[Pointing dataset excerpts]
_____

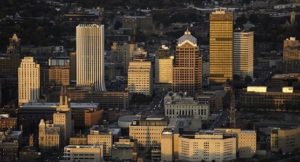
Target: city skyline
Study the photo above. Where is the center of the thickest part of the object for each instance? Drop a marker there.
(159, 81)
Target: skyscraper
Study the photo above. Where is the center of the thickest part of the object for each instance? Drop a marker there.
(62, 117)
(90, 56)
(140, 77)
(291, 55)
(164, 66)
(188, 65)
(221, 46)
(243, 54)
(29, 81)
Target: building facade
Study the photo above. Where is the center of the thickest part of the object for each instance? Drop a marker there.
(148, 132)
(101, 136)
(90, 56)
(243, 54)
(49, 136)
(187, 72)
(246, 141)
(29, 81)
(140, 77)
(221, 46)
(179, 105)
(164, 66)
(83, 153)
(286, 139)
(261, 99)
(291, 55)
(207, 146)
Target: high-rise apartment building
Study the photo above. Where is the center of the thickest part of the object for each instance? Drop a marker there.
(221, 46)
(90, 56)
(243, 54)
(187, 70)
(29, 81)
(291, 55)
(140, 77)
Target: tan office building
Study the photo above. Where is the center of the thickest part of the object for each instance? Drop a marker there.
(246, 141)
(221, 46)
(148, 132)
(164, 70)
(207, 146)
(101, 136)
(90, 56)
(83, 153)
(243, 54)
(188, 65)
(49, 136)
(140, 77)
(29, 81)
(291, 55)
(59, 76)
(287, 140)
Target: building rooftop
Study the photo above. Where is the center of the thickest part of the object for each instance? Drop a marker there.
(187, 37)
(83, 146)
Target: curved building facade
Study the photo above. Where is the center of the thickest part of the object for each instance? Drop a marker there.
(90, 56)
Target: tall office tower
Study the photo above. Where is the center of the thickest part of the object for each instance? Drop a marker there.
(140, 77)
(243, 54)
(62, 117)
(90, 56)
(29, 80)
(291, 55)
(221, 46)
(293, 17)
(14, 45)
(59, 71)
(187, 70)
(72, 66)
(164, 66)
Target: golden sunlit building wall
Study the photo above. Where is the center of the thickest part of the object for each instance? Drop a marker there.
(188, 65)
(148, 132)
(246, 141)
(29, 81)
(140, 77)
(221, 46)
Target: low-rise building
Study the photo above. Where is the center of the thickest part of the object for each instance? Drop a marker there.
(260, 98)
(246, 141)
(147, 132)
(9, 145)
(49, 136)
(124, 149)
(83, 153)
(285, 139)
(179, 105)
(208, 146)
(7, 122)
(99, 135)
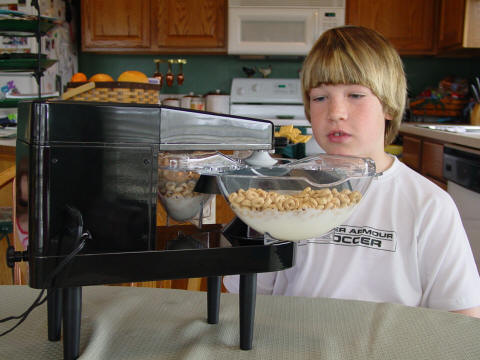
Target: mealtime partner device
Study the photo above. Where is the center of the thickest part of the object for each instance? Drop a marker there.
(89, 176)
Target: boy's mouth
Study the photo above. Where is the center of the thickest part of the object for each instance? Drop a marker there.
(338, 136)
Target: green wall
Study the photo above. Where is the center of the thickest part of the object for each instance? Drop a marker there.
(205, 73)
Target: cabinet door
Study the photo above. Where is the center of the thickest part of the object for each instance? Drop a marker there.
(109, 25)
(409, 25)
(450, 29)
(432, 159)
(412, 152)
(190, 26)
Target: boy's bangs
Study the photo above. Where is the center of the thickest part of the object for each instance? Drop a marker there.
(335, 67)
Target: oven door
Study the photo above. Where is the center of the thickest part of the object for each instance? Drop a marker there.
(461, 167)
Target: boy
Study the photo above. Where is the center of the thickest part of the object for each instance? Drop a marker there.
(354, 91)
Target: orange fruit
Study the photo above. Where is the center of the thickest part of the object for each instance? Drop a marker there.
(100, 78)
(78, 77)
(133, 76)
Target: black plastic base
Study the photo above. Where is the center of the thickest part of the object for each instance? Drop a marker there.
(66, 304)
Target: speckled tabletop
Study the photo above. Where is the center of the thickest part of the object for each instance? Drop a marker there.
(144, 323)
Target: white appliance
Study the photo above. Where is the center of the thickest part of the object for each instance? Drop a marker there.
(280, 27)
(277, 100)
(461, 167)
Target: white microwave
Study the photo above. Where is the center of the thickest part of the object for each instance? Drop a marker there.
(280, 27)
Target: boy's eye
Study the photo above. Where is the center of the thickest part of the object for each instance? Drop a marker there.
(357, 95)
(318, 98)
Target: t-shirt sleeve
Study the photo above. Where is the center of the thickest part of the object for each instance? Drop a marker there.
(265, 283)
(449, 275)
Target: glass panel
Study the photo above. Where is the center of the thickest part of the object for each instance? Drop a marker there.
(273, 31)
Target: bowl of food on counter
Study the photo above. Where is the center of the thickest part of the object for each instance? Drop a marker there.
(299, 200)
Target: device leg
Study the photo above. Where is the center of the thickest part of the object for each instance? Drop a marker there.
(72, 313)
(213, 298)
(54, 313)
(248, 294)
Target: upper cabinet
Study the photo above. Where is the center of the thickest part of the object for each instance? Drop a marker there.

_____

◆ The request ◆
Leaving out the pictures, repeat the data above exactly.

◆ Solution to the problem ◆
Target: city skyline
Study the photo above. Where is the center of the thickest part of the object for each instance? Drop a marker there.
(159, 81)
Target: skyscraper
Study the photo above. Where is the center of the thickest part of the object for each instance? Drop a marker there.
(62, 117)
(90, 56)
(140, 77)
(291, 55)
(164, 66)
(188, 65)
(221, 46)
(243, 54)
(29, 81)
Target: building facade
Study the photo above. Where is the center of the thickest part of the object for each instance? Drop a marker there.
(148, 132)
(101, 136)
(90, 56)
(243, 54)
(49, 136)
(187, 72)
(246, 141)
(29, 81)
(140, 77)
(221, 46)
(179, 105)
(164, 66)
(83, 153)
(286, 139)
(261, 99)
(291, 55)
(207, 146)
Target: high-rise apartment building
Study the photo above. Where is the center of the thickest part of the object for each instance? Drop a marker there.
(221, 46)
(90, 56)
(243, 54)
(187, 70)
(29, 81)
(291, 55)
(140, 77)
Target: tan office building
Study the photo above. Where is the center of the thickest part of the object for each instance? Drop a marker there.
(246, 141)
(221, 46)
(148, 132)
(164, 70)
(207, 146)
(101, 136)
(90, 56)
(83, 153)
(243, 54)
(188, 65)
(49, 136)
(140, 77)
(29, 81)
(291, 55)
(59, 76)
(287, 140)
Target: building rooftop
Study the photo above. Where is the center of the thickest part of the object for each instance? Drop a marker there.
(187, 37)
(83, 146)
Target: curved building facade
Study the photo above. Where is the center of the thickest part of the object for each instance? Drop a marker there.
(90, 56)
Target: tall office tower
Study the photo above. Where is the center of the thickest part of the object for each instance? Drop a marker there.
(140, 77)
(243, 54)
(62, 117)
(90, 56)
(29, 80)
(291, 55)
(221, 46)
(293, 17)
(14, 45)
(59, 71)
(187, 70)
(72, 66)
(164, 66)
Target: golden sunlit building wall
Study the photo above. Where is the center of the thickest part of the object for each instance? Drop a marker there.
(188, 65)
(148, 132)
(246, 141)
(29, 81)
(140, 77)
(221, 46)
Target: low-rise building
Study the photo above. Where is the center of the thickest part of the object for each instance? Drop a marker there.
(260, 98)
(246, 141)
(147, 132)
(9, 145)
(49, 136)
(124, 149)
(83, 153)
(285, 139)
(179, 105)
(208, 146)
(7, 122)
(99, 135)
Target: mealtime partner device
Study the photo above. Where is the center of the thickest part of the object for each instance? Drop a marker there.
(89, 176)
Target: boy's mouth
Study the photo above. Where is the center of the thickest part of the object for each instance? Drop a marker there.
(338, 136)
Target: green wall
Study the photo above. Where is the center of the thickest part of the object for each instance? Drop a marker there.
(205, 73)
Target: cabinet door
Study the photo above. Where is the center of the thickest part of the object for each instance? Drop a marker there.
(109, 25)
(409, 25)
(450, 29)
(432, 159)
(412, 152)
(190, 26)
Target: boy's bangs
Study the photo above. Where is the center of the thickest part of the object for each instance? Drop a marker there.
(335, 67)
Target: oven door
Study the photo above. Where is the center of the thickest part of the object for each instance? Drop a marker there.
(461, 167)
Target: boy
Study the photo above. Where is the center of the thickest part of the object for each instance? Drop a marker there.
(354, 91)
Target: orange fruit
Study the photo above. Where is the center of the thickest part of the object for each instance? Drop a marker there.
(100, 78)
(78, 77)
(133, 76)
Target: black plastic base
Study the photo above. Where is the center of the thickest part of the object for each instance? Drop a marker there.
(66, 304)
Target: speckled tabletop
Study the photo above. Where is the center of the thickest part of the object for each instance? Drop a marker there.
(144, 323)
Target: white appliance
Study the photo above. Where is the center of the thickest part of the object for each instance? Drop a marker there.
(280, 27)
(277, 100)
(461, 167)
Target: white microwave
Study the photo above. Where is the center of the thickest part of the object for each instance? Drop a marker there.
(280, 27)
Target: boy's eye
Study the photo above. Where is the center of the thickest part of the object for each instance? Drop a marker there.
(357, 95)
(318, 98)
Target: t-shirt sleeve
Study the photo above. Where is the center of the thickest part of the object for each instance? Drop a marker there.
(265, 283)
(449, 275)
Target: glass panel
Study the photo above. Where is the center of the thickest part of the object for each instance? Drop a marker there.
(273, 31)
Target: bowl of food on counter
Study the photo above. Where is the center of the thickest part of the object for each instance? Drop a marker there.
(299, 200)
Target: device leg
Study the photo above. Where is the center of the thickest part of the object for each instance? Drop a marker there.
(72, 313)
(213, 298)
(54, 313)
(248, 294)
Target: upper cabinet
Study the photo above. Where is the center of the thickest part of the object for each instance? Drop a marker there.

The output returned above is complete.